Zuerst war da Leidenschaft, dann Liebe. Traute Zweisamkeit, der Traum vom Traualtar. Und dann: nackte Tatsachen. Der Partner – ein Betrüger. Plötzlich ein Fremder, weil er fremdgegangen ist. Sie kennen das Gefühl? Fühlen plötzlich nichts mehr ... Auch, wenn es hart klingen mag: Um das Ganze muss aus Sicht der Statistik keine große Affäre gemacht werden. Studien zeigen, dass rund ein Drittel der befragten Männer dazu steht, in fremden Betten gewildert zu haben. Bei den Frauen sind es um die 20 Prozent, die den Mann an ihrer Seite schon mal links liegen lassen. "Über die Jahre lässt sich aber beobachten, dass sich die Geschlechter in ihren Angaben langsam annähern", weiß die Grazer Psychotherapeutin Anja Gutmann zu berichten. Ein Befund, den ihr Wiener Kollege Daniel Hitschmann, der seit 20 Jahren im Beziehungsgeschäft ist, teilt: "Die Affäre ist lange Jahre eine Männerdomäne gewesen." Doch die Frauen seien "im Kommen".

Betrugsmasche

Je größer der Ballungsraum, desto größer auch die Betrugsquote, die sich laut Forschung in Wien beispielsweise schon an die 40-Prozent-Marke annähern soll. Seitensprung and the City also. Auch scheint die berufliche Laufbahn auf die Libido durchzuschlagen: Das eigene Kompetenzfeld wird so zur koitalen Spielwiese.

Triebfeder

"Vor nicht allzu langer Zeit hatte man den ersten Sex in der Ehe, heutzutage hört man ab der Ehe auf, Sex mit anderen zu haben. Das frustriert manche von uns", sagt Beziehungscoach Dominik Borde von sozialdynamik.at. Doch es ist nicht nur der Wunsch nach sexueller Intensität, mit der Beziehungen aufs Spiel gesetzt werden. Es gehe um den Wunsch nach Aufmerksamkeit, nach wiedergewonnener Souveränität und Selbstbestätigung. Für eine problemhafte Beziehung kann Untreue der Todesstoß sein. Großes Bedrohungspotenzial attestiert ihr auch das Beziehungstherapie-Duo Evelin und Klaus Brehm. Sie erleben in ihrer Arbeit das "Prinzip Affäre" zudem auch als taktisches Manöver, um unbefriedigende Verbindungen aufrechtzuerhalten. Doch die Bereitschaft zum Durchhalten sinke.

**BEREITGESTELLTES MATERIAL:**
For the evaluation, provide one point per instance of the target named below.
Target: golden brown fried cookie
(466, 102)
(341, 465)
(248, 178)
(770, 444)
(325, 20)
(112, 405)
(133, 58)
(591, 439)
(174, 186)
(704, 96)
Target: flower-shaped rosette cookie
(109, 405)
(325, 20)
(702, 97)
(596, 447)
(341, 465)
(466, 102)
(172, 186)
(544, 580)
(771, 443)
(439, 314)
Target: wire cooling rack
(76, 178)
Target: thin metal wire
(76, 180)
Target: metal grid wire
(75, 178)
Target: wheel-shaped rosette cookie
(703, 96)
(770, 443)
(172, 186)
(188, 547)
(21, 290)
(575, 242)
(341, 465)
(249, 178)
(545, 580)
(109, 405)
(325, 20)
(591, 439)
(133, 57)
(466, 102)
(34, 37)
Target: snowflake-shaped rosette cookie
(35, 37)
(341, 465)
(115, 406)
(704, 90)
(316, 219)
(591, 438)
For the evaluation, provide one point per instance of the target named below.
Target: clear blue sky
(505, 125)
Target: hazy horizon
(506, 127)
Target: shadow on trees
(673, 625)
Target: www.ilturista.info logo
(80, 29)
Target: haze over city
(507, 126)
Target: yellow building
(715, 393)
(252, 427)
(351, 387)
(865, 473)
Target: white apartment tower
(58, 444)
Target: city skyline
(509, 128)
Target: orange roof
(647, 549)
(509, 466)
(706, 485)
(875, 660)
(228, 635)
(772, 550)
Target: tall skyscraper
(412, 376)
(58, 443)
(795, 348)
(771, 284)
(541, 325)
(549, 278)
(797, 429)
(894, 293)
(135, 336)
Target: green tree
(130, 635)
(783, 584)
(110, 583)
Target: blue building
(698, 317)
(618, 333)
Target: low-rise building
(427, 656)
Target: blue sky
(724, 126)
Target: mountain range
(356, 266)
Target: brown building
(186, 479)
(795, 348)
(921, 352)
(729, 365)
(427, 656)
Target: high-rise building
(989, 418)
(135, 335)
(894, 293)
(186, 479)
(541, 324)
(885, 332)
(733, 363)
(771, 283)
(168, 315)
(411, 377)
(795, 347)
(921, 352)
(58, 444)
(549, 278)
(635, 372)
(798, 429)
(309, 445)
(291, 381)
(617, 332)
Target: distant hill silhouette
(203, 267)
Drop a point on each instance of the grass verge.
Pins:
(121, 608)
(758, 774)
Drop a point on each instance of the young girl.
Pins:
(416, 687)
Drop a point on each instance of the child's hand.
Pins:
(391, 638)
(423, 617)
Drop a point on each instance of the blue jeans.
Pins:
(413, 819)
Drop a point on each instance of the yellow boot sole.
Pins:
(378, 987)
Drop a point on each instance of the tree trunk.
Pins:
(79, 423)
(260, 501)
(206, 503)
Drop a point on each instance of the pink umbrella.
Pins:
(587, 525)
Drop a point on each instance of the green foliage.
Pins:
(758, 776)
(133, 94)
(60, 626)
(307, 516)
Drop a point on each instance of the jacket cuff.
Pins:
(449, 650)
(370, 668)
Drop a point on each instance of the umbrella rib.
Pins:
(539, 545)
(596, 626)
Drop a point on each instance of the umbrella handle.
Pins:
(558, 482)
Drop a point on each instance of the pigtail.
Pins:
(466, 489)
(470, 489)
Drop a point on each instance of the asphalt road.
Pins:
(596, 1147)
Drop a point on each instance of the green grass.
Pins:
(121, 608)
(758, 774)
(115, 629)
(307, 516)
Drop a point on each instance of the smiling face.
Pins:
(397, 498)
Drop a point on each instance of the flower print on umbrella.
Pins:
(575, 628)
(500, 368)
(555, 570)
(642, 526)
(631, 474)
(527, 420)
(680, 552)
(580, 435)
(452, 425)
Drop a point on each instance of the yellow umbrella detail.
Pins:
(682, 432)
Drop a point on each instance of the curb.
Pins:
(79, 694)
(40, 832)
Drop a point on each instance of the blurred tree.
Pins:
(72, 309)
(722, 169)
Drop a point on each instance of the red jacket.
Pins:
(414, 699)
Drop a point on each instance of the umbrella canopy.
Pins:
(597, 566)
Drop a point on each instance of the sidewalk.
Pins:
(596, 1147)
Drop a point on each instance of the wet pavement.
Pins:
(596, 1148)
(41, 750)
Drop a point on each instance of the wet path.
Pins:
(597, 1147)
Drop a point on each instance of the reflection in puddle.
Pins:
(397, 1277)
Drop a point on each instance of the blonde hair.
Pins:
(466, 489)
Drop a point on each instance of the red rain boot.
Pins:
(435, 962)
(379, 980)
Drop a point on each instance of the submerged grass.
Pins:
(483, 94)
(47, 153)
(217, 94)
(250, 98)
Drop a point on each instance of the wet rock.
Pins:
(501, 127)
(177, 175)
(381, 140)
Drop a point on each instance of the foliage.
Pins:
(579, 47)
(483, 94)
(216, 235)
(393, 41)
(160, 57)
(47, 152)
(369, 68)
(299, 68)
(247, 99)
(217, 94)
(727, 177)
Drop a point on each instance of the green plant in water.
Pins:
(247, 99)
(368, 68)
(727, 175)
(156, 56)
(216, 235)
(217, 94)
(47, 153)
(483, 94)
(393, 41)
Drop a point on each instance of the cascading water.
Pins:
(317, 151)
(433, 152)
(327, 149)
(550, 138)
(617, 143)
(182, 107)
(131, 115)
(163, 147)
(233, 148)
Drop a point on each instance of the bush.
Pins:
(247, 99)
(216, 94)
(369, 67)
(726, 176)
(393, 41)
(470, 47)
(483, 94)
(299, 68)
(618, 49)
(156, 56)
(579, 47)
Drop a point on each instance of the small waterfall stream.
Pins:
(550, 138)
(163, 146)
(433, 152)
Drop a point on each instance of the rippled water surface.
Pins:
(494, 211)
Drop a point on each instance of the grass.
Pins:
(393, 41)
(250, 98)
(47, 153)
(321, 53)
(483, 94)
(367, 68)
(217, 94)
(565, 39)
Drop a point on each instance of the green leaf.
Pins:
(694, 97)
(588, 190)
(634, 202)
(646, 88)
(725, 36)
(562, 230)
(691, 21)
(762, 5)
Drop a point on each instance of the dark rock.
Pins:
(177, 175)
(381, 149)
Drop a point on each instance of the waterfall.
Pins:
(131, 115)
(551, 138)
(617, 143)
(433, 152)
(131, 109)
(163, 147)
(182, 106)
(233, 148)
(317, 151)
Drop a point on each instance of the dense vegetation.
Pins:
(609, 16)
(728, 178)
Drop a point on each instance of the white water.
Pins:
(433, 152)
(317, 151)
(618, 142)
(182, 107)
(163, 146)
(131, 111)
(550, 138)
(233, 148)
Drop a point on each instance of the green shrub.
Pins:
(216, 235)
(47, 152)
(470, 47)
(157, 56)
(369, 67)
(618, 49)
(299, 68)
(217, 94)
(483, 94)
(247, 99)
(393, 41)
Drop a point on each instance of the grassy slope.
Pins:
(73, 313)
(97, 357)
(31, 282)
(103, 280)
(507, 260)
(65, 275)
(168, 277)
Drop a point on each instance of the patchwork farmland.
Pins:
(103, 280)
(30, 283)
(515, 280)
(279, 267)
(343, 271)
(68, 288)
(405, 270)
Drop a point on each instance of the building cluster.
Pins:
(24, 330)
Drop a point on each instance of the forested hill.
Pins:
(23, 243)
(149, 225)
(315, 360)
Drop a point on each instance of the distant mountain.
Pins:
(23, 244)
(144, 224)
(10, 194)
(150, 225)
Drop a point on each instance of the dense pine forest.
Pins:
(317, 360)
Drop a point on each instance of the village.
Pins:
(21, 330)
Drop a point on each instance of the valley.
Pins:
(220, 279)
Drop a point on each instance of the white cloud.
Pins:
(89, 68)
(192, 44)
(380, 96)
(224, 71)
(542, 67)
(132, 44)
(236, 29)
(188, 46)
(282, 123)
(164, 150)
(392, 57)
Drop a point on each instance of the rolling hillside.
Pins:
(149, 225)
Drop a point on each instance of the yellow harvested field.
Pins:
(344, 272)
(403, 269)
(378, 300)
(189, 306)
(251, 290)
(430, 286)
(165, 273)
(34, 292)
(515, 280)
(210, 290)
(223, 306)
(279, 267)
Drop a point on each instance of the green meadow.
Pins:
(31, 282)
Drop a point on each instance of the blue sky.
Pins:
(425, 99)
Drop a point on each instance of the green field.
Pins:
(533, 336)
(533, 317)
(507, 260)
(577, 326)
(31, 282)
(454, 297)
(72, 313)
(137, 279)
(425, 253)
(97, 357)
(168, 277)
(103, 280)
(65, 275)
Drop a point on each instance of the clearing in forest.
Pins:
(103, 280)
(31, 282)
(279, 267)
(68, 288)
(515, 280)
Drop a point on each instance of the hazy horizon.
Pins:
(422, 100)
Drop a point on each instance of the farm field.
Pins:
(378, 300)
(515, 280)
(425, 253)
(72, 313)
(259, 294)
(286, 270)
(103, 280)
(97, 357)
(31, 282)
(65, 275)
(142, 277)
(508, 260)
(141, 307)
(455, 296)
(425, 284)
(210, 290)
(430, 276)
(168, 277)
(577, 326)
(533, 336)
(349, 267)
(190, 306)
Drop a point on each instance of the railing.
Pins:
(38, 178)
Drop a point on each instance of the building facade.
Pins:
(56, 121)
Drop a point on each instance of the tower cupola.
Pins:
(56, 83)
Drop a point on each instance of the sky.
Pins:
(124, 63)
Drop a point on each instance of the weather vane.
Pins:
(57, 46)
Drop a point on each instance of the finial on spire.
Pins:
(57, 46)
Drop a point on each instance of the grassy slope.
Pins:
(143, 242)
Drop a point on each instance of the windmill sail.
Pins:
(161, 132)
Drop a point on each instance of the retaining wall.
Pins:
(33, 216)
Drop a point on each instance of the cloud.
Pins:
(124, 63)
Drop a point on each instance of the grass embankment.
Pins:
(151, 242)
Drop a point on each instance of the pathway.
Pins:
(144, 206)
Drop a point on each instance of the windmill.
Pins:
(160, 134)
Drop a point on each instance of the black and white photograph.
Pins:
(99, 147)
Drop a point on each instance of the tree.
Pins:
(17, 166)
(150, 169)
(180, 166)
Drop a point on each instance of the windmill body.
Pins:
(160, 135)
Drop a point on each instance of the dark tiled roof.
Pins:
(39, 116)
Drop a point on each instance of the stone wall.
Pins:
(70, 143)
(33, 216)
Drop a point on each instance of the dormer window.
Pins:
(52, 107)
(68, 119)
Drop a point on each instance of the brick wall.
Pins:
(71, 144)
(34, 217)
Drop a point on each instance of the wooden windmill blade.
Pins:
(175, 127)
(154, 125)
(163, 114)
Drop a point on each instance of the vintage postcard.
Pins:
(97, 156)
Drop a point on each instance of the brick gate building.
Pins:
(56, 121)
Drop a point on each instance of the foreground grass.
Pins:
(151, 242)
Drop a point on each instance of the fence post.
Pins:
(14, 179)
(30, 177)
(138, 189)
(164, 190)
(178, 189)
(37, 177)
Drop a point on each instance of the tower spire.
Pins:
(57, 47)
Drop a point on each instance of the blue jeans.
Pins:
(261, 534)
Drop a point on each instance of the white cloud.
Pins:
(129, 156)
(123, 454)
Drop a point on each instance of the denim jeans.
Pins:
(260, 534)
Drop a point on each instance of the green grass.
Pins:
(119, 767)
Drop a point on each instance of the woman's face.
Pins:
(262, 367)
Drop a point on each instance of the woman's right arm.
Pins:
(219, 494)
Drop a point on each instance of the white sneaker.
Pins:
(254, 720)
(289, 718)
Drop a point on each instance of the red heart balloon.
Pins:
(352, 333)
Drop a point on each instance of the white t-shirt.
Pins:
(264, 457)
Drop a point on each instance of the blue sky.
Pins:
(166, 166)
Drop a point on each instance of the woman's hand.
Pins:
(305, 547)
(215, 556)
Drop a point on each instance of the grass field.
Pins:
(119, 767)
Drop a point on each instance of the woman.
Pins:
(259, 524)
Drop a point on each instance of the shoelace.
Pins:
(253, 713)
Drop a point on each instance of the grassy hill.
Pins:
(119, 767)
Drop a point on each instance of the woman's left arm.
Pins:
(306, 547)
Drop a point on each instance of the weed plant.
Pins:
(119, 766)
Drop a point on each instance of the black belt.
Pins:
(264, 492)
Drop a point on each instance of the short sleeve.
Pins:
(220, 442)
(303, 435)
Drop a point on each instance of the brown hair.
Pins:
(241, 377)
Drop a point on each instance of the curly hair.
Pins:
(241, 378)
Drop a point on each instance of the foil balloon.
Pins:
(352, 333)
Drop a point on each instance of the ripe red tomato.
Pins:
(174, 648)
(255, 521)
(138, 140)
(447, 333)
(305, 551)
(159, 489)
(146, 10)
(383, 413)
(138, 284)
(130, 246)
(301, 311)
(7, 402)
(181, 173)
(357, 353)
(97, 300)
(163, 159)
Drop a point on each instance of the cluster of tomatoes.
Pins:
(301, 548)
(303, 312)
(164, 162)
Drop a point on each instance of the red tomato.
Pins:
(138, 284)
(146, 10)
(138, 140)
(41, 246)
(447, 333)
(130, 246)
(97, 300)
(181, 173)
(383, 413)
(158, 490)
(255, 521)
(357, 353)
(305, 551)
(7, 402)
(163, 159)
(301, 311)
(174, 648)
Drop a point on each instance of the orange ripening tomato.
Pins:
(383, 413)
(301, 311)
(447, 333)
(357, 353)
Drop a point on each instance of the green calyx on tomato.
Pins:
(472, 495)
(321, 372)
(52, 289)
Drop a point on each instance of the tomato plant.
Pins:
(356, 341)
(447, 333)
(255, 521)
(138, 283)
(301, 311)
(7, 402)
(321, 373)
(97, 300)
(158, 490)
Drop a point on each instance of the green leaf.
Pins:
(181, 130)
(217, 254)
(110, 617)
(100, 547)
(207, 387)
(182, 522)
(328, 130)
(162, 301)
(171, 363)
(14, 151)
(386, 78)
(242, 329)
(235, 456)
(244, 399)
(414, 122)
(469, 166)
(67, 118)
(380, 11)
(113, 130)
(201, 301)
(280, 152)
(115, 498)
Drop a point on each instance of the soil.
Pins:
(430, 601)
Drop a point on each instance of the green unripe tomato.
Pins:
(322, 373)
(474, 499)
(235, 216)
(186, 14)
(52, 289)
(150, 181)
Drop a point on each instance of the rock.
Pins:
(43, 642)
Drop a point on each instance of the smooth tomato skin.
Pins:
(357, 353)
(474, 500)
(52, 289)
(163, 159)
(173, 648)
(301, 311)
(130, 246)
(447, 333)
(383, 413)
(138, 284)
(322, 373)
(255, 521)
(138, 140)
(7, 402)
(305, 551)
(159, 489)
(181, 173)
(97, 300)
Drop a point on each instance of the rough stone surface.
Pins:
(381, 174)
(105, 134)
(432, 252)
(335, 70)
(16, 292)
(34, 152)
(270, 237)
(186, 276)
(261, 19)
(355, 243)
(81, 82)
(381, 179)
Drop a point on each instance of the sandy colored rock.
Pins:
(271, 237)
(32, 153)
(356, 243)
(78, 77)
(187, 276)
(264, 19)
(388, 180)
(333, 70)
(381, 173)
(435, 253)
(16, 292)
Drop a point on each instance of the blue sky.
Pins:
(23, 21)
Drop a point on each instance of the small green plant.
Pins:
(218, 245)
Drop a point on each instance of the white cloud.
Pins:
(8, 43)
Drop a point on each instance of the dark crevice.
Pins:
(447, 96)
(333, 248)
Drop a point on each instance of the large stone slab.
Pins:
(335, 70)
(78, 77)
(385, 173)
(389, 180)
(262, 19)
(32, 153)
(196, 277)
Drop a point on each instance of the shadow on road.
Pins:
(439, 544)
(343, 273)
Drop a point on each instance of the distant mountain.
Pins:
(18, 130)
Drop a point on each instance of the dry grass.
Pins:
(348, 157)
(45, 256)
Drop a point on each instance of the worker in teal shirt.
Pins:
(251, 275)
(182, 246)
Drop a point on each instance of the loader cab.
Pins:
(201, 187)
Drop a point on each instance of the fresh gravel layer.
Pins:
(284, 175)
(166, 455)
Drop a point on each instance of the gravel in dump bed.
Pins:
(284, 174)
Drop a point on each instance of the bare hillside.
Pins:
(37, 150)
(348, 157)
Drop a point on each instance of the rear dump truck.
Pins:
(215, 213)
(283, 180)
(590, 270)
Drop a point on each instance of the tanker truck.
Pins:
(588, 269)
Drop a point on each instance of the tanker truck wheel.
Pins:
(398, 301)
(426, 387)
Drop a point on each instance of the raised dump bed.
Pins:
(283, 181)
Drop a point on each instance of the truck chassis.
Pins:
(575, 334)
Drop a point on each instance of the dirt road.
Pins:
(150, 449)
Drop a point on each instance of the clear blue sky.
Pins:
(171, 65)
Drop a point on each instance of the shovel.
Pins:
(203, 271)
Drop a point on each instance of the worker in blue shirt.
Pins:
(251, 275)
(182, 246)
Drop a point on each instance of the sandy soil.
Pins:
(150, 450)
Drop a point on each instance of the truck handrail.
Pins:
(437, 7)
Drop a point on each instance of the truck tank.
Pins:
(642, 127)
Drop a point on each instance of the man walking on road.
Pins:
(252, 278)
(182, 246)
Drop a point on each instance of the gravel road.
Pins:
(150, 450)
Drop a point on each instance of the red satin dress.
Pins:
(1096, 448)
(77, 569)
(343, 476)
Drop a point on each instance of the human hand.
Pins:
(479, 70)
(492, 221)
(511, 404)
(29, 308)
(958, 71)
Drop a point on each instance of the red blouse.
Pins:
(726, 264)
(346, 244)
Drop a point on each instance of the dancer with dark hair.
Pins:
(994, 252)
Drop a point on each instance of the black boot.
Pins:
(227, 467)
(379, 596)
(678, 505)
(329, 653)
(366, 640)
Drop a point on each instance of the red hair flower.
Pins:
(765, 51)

**AUFGABEN:**
1. Stimmen diese Aussagen mit dem Auszug über Untreue überein? (a) Rund ein Drittel der befragten Männer gibt zu, fremdgegangen zu sein. (b) Daniel Hitschmann ist seit zehn Jahren im Beziehungsgeschäft tätig. (c) In Wien soll sich die Betrugsquote der 40-Prozent-Marke nähern. Beantworten Sie jede Aussage mit Ja oder Nein, und zitieren Sie die entscheidenden Worte wörtlich.
2. Setzen Sie den Auszug über Untreue nach seinem letzten Satz fort.

**ANTWORTEN JE AUFGABE:**
1.
(a) Ja: „rund ein Drittel der befragten Männer dazu steht, in fremden Betten gewildert zu haben“
(b) Nein: „der seit 20 Jahren im Beziehungsgeschäft ist“
(c) Ja: „in Wien beispielsweise schon an die 40-Prozent-Marke annähern soll“

2.
Seitensprung als Chance

Dass das Auswärtsspiel nicht unbedingt den letzten Akt im Beziehungsdrama einläuten muss, bestätigt Gutmann. Auch Hitschmann registriert dieses Wachrütteln: Wenn es schon vorher suboptimal gelaufen ist, kann der Betrug hilfreich für einen Neuanfang sein. "Vorausgesetzt, man sieht die Schuld nicht allein beim Fremdgehenden." Dass man dafür im Umfeld auf Unverständnis stößt – mitleidige Blicke erntet oder gar als beschränkt bezeichnet wird –, thematisiert auch die belgische Expertin Esther Perel. Der Betrug als kleiner Betriebsunfall? Begleit- oder gleich Totalschaden? Dominik Borde ist sich sicher: "Heute ist das Bleiben die neue Schande."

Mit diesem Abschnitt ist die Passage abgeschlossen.